## Task directions
Extend the systems engineering reading list below, picking up right after its last entry.

Systems Engineering Reading List
One of my favorite topics is the behavior of medium sized systems. Medium sized systems are those that are too big for analytical techniques and too small for statistical techniques. There are lots of such systems.
The resources below are my favorites about systems and the subgenre of how they fail.
Grand Prize
How Complex Systems Fail - Cook
A set of 18 rules about systems. Cook is writing about the medical field but the lessons are broadly applicable.
Books
An Introduction to General Systems Thinking - Weinberg
This book taught me that “medium sized” systems exist. It gave me a precise definition of Murphy’s Law and a multitude of other principles.
Normal Accidents - Perrow
Discusses how systems interact to create risks. There are two kinds interactions (complex and linear) and there are two kinds of coupling (tight and coupling). I think there are good parallels in software, such as error handling strategies.

## Provided information
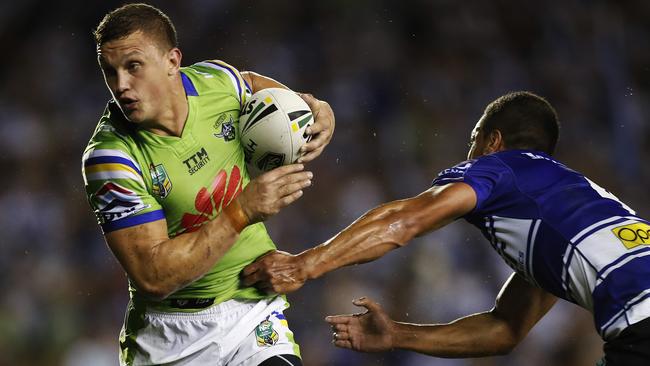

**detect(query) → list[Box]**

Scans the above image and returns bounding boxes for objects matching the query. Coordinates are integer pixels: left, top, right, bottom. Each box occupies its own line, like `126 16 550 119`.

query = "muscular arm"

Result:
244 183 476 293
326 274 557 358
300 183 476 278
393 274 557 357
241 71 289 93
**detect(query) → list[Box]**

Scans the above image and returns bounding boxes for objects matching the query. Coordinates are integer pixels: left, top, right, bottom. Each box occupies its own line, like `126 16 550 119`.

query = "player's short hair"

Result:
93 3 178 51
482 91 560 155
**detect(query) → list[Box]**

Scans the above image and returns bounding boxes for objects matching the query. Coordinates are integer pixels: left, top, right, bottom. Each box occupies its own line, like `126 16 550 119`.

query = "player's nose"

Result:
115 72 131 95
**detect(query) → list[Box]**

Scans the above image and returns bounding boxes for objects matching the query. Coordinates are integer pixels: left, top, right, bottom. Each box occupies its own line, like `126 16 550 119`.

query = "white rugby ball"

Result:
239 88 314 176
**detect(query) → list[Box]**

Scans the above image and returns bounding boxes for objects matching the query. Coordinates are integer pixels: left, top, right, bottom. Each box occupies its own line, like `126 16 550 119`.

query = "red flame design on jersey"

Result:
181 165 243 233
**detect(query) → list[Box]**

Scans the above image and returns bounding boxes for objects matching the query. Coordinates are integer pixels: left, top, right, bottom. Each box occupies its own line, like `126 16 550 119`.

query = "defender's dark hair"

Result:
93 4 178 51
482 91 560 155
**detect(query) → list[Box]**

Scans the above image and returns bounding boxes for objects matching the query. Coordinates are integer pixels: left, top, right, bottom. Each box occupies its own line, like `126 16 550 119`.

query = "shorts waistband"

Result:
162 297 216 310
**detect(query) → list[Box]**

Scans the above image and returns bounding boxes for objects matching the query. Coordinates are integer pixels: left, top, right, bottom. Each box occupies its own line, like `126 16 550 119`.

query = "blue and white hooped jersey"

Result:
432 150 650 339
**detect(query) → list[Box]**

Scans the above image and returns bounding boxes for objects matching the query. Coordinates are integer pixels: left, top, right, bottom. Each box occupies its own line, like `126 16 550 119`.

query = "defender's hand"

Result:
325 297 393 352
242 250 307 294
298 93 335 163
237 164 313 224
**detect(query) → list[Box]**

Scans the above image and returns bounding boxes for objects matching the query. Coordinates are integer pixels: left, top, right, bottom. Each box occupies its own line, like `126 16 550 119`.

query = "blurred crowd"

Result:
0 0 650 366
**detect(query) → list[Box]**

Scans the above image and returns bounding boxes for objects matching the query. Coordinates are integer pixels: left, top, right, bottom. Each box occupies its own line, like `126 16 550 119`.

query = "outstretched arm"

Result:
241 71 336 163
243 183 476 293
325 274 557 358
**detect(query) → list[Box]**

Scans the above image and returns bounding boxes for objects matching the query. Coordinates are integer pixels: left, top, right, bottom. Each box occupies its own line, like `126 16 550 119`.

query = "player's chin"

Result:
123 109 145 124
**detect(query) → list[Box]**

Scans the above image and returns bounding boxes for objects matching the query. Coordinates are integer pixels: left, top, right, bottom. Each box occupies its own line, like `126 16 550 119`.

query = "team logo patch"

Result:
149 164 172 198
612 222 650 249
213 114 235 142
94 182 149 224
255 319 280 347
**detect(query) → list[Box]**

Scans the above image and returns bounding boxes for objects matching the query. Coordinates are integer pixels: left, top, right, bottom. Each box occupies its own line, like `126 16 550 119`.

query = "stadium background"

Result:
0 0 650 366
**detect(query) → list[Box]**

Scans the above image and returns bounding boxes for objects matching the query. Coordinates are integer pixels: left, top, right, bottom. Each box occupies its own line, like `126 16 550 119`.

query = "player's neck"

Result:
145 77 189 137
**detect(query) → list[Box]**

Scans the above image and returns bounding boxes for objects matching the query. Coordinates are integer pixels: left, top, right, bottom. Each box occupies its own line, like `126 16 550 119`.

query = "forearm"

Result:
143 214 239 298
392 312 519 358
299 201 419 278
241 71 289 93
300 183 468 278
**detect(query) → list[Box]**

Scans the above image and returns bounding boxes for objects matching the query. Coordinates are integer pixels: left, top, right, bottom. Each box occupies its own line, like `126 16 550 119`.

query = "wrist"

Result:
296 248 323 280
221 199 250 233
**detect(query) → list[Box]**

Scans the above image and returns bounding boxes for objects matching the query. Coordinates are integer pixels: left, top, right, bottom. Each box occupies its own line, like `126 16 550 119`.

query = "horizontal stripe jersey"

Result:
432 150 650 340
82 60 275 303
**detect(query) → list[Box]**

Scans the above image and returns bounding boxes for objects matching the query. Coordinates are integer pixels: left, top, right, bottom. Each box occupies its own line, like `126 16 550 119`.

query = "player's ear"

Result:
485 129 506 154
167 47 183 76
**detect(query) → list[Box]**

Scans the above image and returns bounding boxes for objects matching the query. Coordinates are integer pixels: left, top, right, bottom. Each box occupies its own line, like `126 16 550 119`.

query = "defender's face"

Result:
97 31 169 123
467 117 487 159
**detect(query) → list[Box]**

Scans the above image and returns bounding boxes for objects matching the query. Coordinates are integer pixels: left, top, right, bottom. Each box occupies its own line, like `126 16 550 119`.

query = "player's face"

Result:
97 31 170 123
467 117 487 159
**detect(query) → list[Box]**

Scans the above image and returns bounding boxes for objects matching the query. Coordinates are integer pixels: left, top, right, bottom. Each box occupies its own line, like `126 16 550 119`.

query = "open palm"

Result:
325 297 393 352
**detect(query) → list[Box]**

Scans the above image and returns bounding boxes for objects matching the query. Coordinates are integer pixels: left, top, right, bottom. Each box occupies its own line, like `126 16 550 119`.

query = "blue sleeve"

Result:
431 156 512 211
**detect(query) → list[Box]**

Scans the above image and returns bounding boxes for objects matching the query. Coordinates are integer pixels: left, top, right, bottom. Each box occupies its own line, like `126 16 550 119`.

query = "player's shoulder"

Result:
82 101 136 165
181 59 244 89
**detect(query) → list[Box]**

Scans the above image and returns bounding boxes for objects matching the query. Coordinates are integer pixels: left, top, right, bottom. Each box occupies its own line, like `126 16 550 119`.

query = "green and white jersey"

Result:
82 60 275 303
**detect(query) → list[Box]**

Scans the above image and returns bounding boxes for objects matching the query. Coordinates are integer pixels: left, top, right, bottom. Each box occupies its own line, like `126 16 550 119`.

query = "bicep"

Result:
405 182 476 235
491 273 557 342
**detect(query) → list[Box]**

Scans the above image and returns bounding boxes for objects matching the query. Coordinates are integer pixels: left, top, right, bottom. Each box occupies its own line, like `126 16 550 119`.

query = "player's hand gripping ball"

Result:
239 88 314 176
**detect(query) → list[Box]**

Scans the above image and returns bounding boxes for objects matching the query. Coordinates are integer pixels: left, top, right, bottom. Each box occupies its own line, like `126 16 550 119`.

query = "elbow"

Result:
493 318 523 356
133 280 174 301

## Task result
Thinking in Systems - Meadows
Introduces the concept of flows and stocks. The most important ideas are in the first few chapters.
Articles
On Being the Right Size - Haldane
I came across this in part by trying to find the origin of the “incommensurate scaling law.” The essential idea is that working systems have just the right size across many dimensions.
Architecture of Complexity - Simon
Complexity is hierarchical. What I enjoyed most was the diverse set of examples.